__Excerpt__:
#####
A high quality cycle route on the quays is “something we have to do” a senior engineer with Dublin City Council has said.
Under the title “Liffey Cycle Route” council has allocated €150,000 for “design and commencement of construction of a high quality East-West city centre cycle route linking the IFSC in the east with Heuston Station and the Phoenix Park in the west.”
Speaking about providing a high-quality cycle route on the quays, senior engineer Eoghan Madden said: “That is something we have to do, realistically it’s something we have to do.”
The route would tie in with off-road cycle paths in the Phoenix Park and the canals route in the Docklands.
As Dublin Bikes expand to the Docklands and Heuston Station, pressure is likely to mount to provide the East-West route, but any cycling route which changes the quays is likely to be highly contentious with motorists.
“We have a study going this year, hopefully to come back with a number of options and possibly a primarily design by the end of the year,” Madden said “There’s obvious issues – there’s bus corridors, commercial premises that need loading, there’s the widths of different quays” and that the size of the quays vary from wide sections to “barely two lanes and skinny little footpaths.”
He added: “The Liffey is the prime corridor in Dublin, it should have cycling facilities on it.”
Labour councillor Andrew Montague said, “I would love to see some progress on the quays but have not seen any proposals – I hope something positive comes out of it.”
#####
__Given records__:
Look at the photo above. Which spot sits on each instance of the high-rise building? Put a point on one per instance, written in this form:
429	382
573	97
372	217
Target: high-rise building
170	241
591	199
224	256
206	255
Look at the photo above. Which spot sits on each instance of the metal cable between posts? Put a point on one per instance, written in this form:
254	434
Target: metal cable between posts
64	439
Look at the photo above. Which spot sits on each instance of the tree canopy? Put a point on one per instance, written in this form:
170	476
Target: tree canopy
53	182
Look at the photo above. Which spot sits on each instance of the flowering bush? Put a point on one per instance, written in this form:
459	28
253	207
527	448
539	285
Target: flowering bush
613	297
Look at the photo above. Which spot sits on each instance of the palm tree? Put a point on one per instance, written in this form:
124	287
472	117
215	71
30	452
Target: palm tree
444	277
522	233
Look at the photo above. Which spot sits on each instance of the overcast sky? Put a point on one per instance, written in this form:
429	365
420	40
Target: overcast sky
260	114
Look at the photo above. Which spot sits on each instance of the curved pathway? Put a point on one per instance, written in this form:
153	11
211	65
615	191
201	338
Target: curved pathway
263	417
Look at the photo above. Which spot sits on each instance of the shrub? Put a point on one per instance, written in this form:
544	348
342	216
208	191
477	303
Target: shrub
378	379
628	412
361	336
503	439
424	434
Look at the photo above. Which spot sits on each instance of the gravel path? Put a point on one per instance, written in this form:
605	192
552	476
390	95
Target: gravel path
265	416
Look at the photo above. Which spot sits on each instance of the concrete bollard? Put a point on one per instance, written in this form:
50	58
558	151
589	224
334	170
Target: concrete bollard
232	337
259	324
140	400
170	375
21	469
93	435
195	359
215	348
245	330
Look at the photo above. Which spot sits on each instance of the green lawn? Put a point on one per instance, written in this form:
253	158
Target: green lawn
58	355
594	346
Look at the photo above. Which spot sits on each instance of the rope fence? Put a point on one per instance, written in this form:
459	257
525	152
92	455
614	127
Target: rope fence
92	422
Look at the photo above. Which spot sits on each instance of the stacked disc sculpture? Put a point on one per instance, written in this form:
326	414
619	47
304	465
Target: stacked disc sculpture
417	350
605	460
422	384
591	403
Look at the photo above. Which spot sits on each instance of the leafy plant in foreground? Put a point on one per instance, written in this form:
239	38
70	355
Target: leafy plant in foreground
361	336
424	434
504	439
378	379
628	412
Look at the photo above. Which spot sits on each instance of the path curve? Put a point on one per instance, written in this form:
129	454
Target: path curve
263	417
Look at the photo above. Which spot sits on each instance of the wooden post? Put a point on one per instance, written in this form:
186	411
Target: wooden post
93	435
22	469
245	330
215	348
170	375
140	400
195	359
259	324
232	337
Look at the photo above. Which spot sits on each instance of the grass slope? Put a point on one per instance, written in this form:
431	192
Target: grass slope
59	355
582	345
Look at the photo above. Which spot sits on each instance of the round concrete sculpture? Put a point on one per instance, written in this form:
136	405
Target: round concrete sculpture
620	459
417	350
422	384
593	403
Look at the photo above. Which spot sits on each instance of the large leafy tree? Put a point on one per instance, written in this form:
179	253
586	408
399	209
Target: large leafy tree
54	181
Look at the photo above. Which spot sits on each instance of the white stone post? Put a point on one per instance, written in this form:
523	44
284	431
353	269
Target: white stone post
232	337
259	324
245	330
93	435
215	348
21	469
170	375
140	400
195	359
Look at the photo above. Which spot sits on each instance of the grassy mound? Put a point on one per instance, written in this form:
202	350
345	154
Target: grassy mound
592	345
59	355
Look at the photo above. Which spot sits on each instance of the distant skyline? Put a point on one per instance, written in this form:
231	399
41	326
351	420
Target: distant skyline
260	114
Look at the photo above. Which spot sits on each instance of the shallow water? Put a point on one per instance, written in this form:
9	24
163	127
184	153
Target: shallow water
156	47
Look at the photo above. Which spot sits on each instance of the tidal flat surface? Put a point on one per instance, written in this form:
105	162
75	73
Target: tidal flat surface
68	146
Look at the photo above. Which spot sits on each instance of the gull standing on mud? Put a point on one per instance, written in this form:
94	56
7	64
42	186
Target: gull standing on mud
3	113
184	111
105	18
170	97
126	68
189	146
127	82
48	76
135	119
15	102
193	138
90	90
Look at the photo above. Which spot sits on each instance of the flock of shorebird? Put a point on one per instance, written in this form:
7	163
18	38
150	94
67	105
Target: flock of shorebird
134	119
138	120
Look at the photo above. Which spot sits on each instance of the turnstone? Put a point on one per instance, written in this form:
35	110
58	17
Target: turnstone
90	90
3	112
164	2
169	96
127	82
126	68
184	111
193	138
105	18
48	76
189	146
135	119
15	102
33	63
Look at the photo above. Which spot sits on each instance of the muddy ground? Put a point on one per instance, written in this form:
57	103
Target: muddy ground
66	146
#####
__Problems to solve__:
1: Answer these questions on the Liffey cycle route article:
(a) How much money has the council allocated under the title "Liffey Cycle Route"?
(b) In the west, which two places would the route link with the IFSC?
(c) Which councillor said he had not seen any proposals?
2: Please reproduce the Liffey cycle route article from "Under the title" up to and including "contentious with motorists.".
The records have no connection to the Liffey cycle route article.

__Answers in order__:
1:
(a) €150,000
(b) Heuston Station and the Phoenix Park
(c) Labour councillor Andrew Montague

2:
Under the title “Liffey Cycle Route” council has allocated €150,000 for “design and commencement of construction of a high quality East-West city centre cycle route linking the IFSC in the east with Heuston Station and the Phoenix Park in the west.”
Speaking about providing a high-quality cycle route on the quays, senior engineer Eoghan Madden said: “That is something we have to do, realistically it’s something we have to do.”
The route would tie in with off-road cycle paths in the Phoenix Park and the canals route in the Docklands.
As Dublin Bikes expand to the Docklands and Heuston Station, pressure is likely to mount to provide the East-West route, but any cycling route which changes the quays is likely to be highly contentious with motorists.